**Action item:** From the first line to the last, restate the data exactly, leaving out the images.

**Dataset entries:**
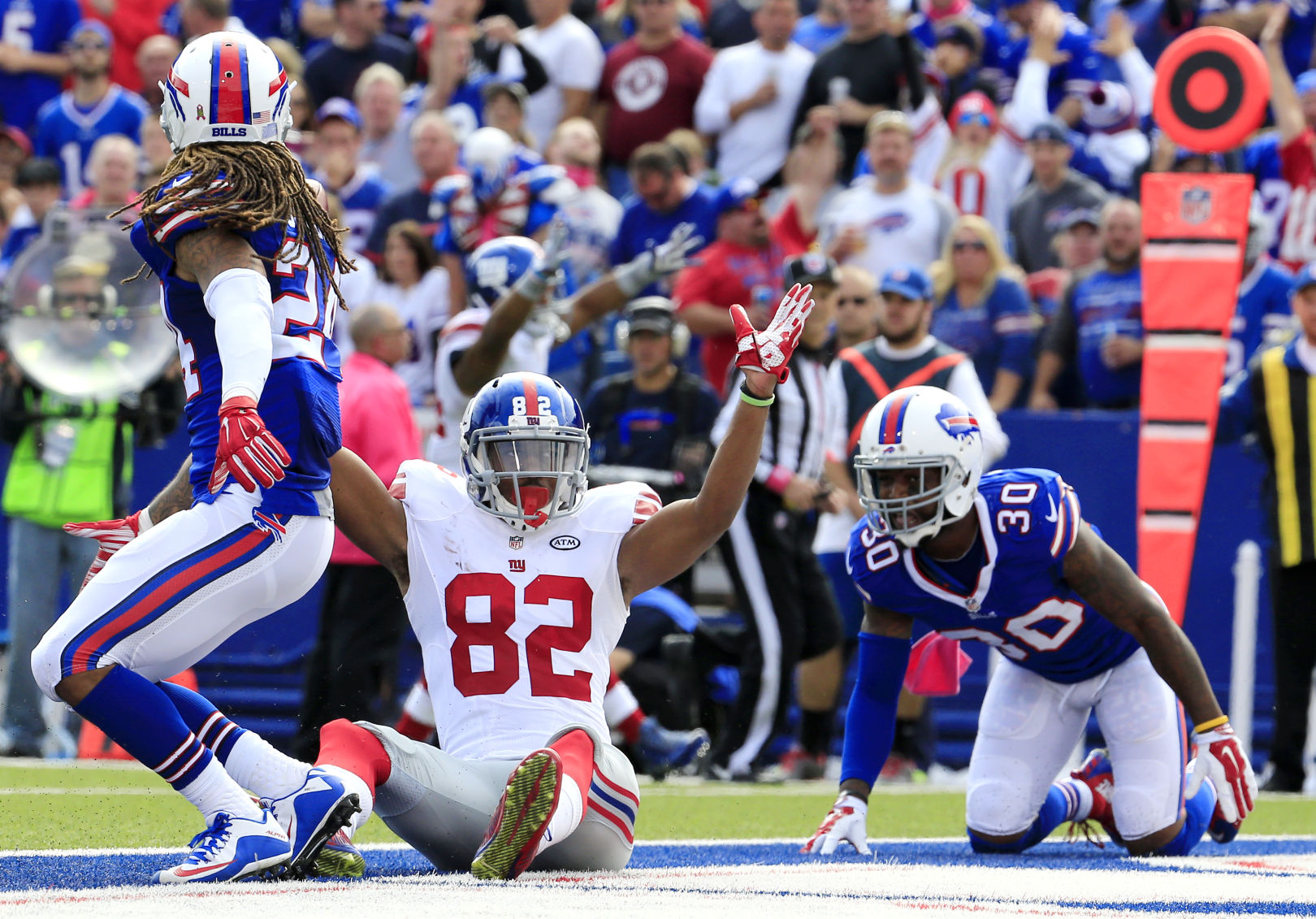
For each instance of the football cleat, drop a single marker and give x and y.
(1097, 776)
(312, 814)
(522, 818)
(232, 848)
(664, 751)
(339, 857)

**Written response:**
For each instance of the football cleat, drop a single marker and give x and y.
(1097, 776)
(312, 814)
(522, 818)
(232, 848)
(664, 751)
(339, 857)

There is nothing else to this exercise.